- Required action: Pick out every line of the material below that contains the word "positive", and copy each of those lines in full. Case counts.

- Data extracts:

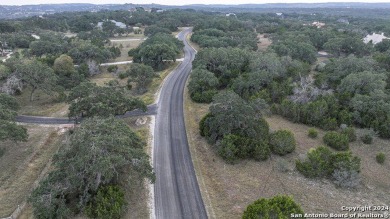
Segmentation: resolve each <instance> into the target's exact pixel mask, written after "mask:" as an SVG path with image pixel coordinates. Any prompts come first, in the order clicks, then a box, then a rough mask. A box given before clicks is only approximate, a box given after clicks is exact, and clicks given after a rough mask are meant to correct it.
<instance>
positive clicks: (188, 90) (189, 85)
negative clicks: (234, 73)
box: [188, 68, 218, 103]
mask: <svg viewBox="0 0 390 219" xmlns="http://www.w3.org/2000/svg"><path fill="white" fill-rule="evenodd" d="M217 87H218V78H216V77H215V76H214V74H213V73H212V72H209V71H207V70H204V69H200V68H196V69H194V70H193V71H192V73H191V75H190V82H189V83H188V91H189V93H190V97H191V99H192V100H193V101H196V102H199V103H210V102H211V101H212V100H213V96H214V95H215V94H216V93H217Z"/></svg>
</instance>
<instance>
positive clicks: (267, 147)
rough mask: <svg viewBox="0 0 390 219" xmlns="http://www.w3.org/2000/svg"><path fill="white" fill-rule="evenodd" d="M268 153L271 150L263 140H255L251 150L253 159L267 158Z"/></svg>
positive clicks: (264, 159) (258, 160)
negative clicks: (252, 151) (252, 156)
mask: <svg viewBox="0 0 390 219" xmlns="http://www.w3.org/2000/svg"><path fill="white" fill-rule="evenodd" d="M270 154H271V150H270V148H269V145H268V144H267V142H265V141H260V142H257V143H256V144H255V146H254V148H253V152H252V156H253V159H255V160H257V161H261V160H267V159H268V157H269V155H270Z"/></svg>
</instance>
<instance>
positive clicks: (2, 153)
mask: <svg viewBox="0 0 390 219" xmlns="http://www.w3.org/2000/svg"><path fill="white" fill-rule="evenodd" d="M4 154H5V148H0V158H1V157H2V156H4Z"/></svg>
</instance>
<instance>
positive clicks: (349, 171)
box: [331, 152, 360, 188]
mask: <svg viewBox="0 0 390 219" xmlns="http://www.w3.org/2000/svg"><path fill="white" fill-rule="evenodd" d="M331 163H332V166H333V173H332V178H333V179H334V183H335V184H336V185H338V186H340V187H343V188H354V187H356V186H358V185H359V183H360V176H359V172H360V159H359V158H358V157H356V156H355V157H354V156H352V153H350V152H342V153H335V154H334V155H333V156H332V162H331Z"/></svg>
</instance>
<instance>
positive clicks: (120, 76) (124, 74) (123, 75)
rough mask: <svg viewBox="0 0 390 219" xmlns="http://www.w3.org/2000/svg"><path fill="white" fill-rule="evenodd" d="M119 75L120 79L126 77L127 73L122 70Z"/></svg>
mask: <svg viewBox="0 0 390 219" xmlns="http://www.w3.org/2000/svg"><path fill="white" fill-rule="evenodd" d="M118 77H119V79H125V78H126V77H127V74H126V72H121V73H119V75H118Z"/></svg>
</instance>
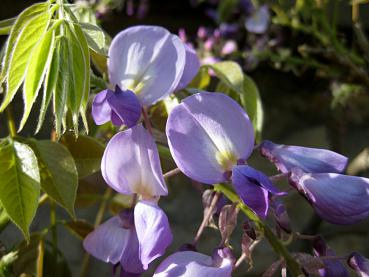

- Response below:
positive clicks: (188, 90) (189, 85)
positive clicks: (267, 147)
positive clicks: (264, 159) (258, 160)
positive clicks: (2, 153)
positive clicks: (349, 171)
positive clicks: (120, 76) (124, 74) (123, 75)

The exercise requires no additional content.